::: Information given

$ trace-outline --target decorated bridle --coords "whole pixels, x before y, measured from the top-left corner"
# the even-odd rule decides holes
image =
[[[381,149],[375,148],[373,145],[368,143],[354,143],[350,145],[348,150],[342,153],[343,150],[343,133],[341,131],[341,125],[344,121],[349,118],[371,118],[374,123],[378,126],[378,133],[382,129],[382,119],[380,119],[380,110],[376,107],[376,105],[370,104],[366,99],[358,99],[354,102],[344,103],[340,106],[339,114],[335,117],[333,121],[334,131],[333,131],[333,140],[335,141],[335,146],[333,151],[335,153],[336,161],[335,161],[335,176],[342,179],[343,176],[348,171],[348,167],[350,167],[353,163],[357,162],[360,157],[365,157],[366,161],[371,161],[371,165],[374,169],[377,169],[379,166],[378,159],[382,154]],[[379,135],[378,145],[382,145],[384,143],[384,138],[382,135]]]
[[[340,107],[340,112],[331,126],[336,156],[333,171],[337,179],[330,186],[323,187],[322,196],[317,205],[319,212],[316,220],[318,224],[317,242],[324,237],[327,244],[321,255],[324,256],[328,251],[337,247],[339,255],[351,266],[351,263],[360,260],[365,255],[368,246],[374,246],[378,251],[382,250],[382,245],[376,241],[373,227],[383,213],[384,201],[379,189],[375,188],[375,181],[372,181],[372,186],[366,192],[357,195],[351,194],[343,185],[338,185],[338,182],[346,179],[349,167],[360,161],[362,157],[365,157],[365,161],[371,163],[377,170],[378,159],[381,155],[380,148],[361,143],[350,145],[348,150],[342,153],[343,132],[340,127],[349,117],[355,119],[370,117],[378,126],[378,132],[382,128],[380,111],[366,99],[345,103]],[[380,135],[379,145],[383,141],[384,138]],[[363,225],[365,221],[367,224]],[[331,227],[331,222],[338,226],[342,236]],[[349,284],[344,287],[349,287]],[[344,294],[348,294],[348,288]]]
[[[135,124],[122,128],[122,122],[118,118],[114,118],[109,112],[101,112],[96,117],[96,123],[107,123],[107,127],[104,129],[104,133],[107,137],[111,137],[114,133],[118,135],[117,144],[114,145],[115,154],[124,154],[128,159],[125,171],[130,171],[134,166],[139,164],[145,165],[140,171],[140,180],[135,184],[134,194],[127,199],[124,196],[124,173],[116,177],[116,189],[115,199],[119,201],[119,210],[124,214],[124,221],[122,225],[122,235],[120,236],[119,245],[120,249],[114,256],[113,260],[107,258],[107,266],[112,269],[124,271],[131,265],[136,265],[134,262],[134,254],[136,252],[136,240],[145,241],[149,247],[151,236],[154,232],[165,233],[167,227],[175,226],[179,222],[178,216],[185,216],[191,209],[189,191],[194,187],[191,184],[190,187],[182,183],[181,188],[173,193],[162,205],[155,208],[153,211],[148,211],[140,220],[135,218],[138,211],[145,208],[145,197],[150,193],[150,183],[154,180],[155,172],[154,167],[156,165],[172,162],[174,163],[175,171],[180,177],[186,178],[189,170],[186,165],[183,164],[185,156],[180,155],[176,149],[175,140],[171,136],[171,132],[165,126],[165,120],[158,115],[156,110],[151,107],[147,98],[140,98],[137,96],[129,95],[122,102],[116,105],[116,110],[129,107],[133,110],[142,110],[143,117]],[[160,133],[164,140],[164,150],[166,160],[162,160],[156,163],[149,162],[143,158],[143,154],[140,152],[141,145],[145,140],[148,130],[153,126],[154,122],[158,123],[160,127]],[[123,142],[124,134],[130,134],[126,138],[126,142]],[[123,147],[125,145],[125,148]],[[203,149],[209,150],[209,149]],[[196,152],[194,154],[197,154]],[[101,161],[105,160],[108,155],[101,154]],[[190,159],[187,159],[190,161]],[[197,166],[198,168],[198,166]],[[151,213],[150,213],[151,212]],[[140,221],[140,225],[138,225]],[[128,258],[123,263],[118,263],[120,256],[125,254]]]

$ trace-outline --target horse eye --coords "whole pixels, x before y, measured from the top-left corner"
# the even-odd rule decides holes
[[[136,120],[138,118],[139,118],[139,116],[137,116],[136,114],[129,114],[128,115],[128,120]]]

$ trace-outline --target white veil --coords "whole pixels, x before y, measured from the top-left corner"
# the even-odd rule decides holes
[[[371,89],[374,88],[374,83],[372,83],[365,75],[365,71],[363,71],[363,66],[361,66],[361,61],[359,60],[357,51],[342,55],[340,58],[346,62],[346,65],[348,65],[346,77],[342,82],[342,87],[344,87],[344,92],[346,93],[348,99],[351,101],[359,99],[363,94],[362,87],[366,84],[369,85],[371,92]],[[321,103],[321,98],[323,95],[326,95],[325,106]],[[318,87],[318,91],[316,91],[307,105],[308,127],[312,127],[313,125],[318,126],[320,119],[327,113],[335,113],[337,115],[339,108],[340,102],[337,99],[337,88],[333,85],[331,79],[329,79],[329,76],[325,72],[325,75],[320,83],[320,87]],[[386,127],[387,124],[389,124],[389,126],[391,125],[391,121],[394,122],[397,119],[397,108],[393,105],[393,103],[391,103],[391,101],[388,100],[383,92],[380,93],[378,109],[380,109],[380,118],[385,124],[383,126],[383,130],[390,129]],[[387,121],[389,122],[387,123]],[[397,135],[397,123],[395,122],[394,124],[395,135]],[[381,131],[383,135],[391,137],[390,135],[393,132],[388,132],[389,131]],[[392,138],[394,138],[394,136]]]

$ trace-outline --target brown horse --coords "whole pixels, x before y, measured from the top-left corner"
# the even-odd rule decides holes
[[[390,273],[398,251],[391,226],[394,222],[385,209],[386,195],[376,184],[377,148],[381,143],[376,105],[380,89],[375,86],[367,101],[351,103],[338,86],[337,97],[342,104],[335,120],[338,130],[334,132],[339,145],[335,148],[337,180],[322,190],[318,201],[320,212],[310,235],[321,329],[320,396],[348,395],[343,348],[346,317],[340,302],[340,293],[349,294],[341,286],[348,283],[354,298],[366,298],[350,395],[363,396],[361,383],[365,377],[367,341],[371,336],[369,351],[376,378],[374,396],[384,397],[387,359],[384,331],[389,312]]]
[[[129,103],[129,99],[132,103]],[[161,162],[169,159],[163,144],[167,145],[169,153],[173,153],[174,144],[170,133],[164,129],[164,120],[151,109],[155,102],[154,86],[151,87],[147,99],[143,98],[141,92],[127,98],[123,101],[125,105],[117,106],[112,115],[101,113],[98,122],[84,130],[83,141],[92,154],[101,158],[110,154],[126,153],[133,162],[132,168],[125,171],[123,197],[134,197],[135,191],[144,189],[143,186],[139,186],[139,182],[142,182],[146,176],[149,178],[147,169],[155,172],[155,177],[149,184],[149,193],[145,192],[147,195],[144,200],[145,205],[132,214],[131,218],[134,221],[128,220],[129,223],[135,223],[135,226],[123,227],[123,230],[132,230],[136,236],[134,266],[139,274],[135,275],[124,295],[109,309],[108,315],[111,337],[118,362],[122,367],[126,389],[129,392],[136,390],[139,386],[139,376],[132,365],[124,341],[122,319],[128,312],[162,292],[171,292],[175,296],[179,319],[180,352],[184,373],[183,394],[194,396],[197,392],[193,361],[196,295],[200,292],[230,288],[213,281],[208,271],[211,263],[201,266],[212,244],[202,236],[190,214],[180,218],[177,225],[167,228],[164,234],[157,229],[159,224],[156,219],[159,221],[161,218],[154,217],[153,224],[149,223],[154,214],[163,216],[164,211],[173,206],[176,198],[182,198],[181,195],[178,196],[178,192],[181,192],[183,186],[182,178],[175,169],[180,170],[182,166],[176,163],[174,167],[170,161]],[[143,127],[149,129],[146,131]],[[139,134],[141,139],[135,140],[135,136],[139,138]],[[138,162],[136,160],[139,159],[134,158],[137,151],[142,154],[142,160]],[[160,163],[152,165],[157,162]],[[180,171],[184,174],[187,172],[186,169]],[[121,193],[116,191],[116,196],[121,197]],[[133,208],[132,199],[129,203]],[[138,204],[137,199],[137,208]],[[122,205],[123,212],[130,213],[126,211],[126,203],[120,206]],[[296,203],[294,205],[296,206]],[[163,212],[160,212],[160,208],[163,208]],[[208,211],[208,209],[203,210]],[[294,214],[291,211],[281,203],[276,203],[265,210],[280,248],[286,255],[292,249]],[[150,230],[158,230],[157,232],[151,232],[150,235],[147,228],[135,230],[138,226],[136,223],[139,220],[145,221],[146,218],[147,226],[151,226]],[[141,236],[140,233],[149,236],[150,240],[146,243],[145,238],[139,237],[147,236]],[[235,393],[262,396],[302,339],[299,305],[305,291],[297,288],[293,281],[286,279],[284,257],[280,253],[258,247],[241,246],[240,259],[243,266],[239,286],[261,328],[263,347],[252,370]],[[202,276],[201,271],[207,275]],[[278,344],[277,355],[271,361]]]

::::::

### Your task
Go through the entries above and count the lines containing "outline". Give the number only.

### Response to this task
4